EXERCISE GOAL |
Copy the material below word for word, from the line containing "Locate the artificial" through the last line of the material, including both of those lines.

[Records of labeled points]
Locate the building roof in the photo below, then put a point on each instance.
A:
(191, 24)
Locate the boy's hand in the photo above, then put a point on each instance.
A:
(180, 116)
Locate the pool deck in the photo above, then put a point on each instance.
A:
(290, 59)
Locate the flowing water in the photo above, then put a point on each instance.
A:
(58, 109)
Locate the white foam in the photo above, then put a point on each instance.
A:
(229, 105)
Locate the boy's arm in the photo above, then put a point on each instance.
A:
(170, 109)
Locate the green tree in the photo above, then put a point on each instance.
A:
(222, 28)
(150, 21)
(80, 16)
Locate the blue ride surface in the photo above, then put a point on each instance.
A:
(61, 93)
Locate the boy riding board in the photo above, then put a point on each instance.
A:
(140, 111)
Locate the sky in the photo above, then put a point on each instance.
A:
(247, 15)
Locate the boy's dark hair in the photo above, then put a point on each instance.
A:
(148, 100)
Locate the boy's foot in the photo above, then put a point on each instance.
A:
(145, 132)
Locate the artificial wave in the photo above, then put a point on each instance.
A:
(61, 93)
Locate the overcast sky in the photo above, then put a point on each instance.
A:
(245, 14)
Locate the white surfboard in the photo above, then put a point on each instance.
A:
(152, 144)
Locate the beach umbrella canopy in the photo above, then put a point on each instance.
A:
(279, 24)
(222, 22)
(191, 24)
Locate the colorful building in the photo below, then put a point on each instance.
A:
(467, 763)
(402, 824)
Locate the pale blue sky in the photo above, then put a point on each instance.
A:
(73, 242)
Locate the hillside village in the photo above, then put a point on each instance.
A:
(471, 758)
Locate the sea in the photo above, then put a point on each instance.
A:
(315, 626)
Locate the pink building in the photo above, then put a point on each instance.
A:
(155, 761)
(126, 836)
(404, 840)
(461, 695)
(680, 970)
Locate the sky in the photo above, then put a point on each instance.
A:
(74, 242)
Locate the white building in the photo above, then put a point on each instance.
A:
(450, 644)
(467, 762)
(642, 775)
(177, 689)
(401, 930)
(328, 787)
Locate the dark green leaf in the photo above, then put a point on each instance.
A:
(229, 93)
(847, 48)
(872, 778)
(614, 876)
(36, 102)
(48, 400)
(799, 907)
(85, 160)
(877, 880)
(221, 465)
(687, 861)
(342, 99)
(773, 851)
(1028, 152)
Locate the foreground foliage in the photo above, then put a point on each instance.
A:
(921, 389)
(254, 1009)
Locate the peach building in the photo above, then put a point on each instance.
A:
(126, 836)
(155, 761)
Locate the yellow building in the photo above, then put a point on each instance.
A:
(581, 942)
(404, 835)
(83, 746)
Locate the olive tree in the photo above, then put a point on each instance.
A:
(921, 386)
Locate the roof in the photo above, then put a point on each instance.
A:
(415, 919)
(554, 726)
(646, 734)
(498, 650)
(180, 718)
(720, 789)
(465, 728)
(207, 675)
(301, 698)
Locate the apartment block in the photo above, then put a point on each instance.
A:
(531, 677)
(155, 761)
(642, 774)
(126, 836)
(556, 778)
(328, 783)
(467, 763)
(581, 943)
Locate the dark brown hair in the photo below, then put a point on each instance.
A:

RESULT |
Locate the artificial wave in the photo above, then put a point on each instance.
A:
(61, 93)
Locate the overcast sky in the photo above, then put a point on each instance.
A:
(245, 14)
Locate the white surfboard in the photo above, then put a point on each instance.
A:
(152, 144)
Locate the beach umbrella canopy in the photo above, then put a point on each instance.
A:
(279, 24)
(222, 22)
(191, 24)
Locate the colorful building in the photo below, then put a point on each instance.
A:
(467, 763)
(402, 824)
Locate the pale blue sky in the photo above, then put a point on each instance.
A:
(73, 242)
Locate the hillside village in the photo above, then put a point on each instance.
A:
(471, 758)
Locate the sea in the photo above, then put a point on each instance.
A:
(315, 626)
Locate the pink building in the photo above, then put a point on each instance.
A:
(155, 761)
(126, 836)
(404, 840)
(461, 695)
(680, 970)
Locate the sky in the photo above, then put a point on each instance.
A:
(74, 242)
Locate the white building in the photo above, then put a point on each instance.
A:
(450, 644)
(467, 762)
(642, 775)
(177, 689)
(401, 930)
(328, 787)
Locate the dark green leaf in the photo above, then put a point on each instance.
A:
(229, 93)
(847, 48)
(872, 778)
(614, 876)
(36, 102)
(48, 400)
(799, 907)
(85, 160)
(877, 880)
(221, 465)
(687, 861)
(342, 99)
(773, 851)
(1028, 152)
Locate the foreground foliage in the photo above, then put a point on each instance.
A:
(921, 389)
(254, 1009)
Locate the peach building in the photo above, then put a point on each instance.
A:
(126, 836)
(155, 761)
Locate the yellow building in the photo above, then put a point on each instance.
A:
(581, 942)
(404, 835)
(83, 746)
Locate the olive tree in the photo above, then put a point on each instance.
A:
(921, 386)
Locate the roof in the photo above, then put a point on each instance.
A:
(415, 919)
(554, 726)
(646, 734)
(498, 650)
(180, 718)
(720, 789)
(465, 728)
(207, 675)
(301, 698)
Locate the apartment block in the photo above, then put a point on each instance.
A:
(531, 677)
(155, 761)
(642, 774)
(126, 836)
(556, 778)
(328, 783)
(467, 763)
(581, 943)
Locate the dark brown hair in the photo below, then put a point on each instance.
A:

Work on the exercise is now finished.